Problem statement:
Would you transcribe exactly the lines from the one containing "the woman's lips" to the last line of the data below, both ends included, but none of the pictures?

Referring expression data
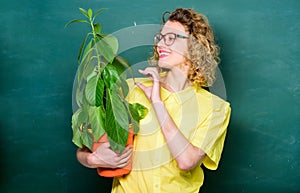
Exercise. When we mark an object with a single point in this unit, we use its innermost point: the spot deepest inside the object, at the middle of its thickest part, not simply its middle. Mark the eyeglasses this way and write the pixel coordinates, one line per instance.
(169, 38)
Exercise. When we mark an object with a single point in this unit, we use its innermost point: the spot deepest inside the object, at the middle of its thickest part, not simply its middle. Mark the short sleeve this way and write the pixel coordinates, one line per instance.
(211, 132)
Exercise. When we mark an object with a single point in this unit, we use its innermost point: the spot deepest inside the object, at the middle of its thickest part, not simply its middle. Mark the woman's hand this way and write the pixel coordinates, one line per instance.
(104, 157)
(110, 159)
(152, 92)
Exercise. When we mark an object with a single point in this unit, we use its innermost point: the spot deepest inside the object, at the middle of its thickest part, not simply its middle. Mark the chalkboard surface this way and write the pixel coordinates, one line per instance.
(260, 70)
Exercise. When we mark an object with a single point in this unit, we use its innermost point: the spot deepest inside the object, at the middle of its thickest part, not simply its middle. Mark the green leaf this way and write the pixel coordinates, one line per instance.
(90, 13)
(84, 12)
(97, 28)
(76, 21)
(97, 12)
(117, 123)
(126, 65)
(82, 46)
(87, 66)
(108, 47)
(97, 121)
(137, 112)
(79, 123)
(94, 90)
(110, 76)
(141, 111)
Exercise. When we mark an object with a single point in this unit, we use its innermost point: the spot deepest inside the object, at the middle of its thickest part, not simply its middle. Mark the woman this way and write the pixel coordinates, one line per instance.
(185, 126)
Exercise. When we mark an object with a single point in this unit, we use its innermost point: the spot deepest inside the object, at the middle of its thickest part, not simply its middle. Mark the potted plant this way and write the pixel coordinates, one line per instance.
(100, 92)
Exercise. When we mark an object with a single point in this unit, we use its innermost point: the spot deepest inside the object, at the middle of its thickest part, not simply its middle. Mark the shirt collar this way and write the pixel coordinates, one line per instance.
(180, 96)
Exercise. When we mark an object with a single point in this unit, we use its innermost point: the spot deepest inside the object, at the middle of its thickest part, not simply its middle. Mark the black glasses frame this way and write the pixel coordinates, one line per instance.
(158, 37)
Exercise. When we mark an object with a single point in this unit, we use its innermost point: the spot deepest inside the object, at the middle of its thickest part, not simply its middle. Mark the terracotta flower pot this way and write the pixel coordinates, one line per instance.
(108, 172)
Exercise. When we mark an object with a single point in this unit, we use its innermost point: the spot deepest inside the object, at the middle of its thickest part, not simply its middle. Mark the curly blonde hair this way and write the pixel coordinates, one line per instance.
(203, 53)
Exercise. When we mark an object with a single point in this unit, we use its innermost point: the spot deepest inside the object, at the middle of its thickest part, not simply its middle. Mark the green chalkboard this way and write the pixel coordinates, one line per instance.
(260, 70)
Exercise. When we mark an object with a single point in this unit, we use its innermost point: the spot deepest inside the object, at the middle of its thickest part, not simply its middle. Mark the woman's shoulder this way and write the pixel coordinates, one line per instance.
(131, 82)
(206, 97)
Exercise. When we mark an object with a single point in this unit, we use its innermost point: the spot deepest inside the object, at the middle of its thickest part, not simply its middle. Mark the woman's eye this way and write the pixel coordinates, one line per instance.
(170, 38)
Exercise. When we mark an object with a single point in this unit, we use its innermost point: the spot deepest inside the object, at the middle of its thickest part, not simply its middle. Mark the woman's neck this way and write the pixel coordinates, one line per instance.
(175, 80)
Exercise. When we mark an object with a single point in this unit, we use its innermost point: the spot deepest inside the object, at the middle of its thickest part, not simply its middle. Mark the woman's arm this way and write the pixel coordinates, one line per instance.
(103, 157)
(187, 156)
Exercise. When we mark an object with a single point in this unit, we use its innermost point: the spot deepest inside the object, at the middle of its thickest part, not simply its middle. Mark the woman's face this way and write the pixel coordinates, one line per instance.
(171, 56)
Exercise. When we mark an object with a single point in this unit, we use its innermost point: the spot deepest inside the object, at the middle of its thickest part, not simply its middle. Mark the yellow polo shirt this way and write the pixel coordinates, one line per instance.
(201, 116)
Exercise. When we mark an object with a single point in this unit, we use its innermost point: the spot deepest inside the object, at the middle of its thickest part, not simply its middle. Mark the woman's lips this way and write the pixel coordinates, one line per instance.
(164, 53)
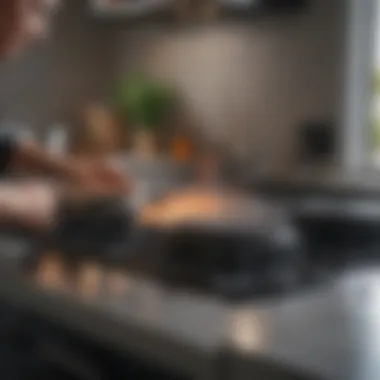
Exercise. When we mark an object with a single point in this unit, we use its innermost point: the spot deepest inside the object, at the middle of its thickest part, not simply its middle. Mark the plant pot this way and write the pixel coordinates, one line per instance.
(144, 144)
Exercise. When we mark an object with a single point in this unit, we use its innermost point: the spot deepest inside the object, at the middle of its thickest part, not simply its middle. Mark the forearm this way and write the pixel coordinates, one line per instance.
(28, 205)
(32, 159)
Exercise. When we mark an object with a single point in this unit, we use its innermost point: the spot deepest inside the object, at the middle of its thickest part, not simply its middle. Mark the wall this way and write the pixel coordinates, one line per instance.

Solution to this exercise:
Exercise. When we mark an object with a single point in this unit, we use its innermost point: the spot deepest inside the object, at the middle of its thickest part, not simply its middle. Mark the woman's lips this way and write the pixel coordinates, one line per instance.
(164, 53)
Exercise. When we mark an object with a single point in this unit, we use its innermost point: the spot deepest inside the object, at the middle of its thickest part, not simply its middle. Mark the plant pot this way and write the pixel coordinates, one line per instance.
(144, 144)
Exercise. When we mark an object with a single point in this unit, we use its innermost point: the spot deepest inside the object, at the middle of its thickest part, not simply its middle. Mark the forearm this way and write the pixel coordinates, one line per instance.
(28, 205)
(32, 159)
Exercise. When we mark an object with a single point in this unit, we use its innermost point: the spot deepest inside the object, at the middle of its thickest part, not simply its middle. Mark the wall this way and write the pixel coordinates, one line per instance.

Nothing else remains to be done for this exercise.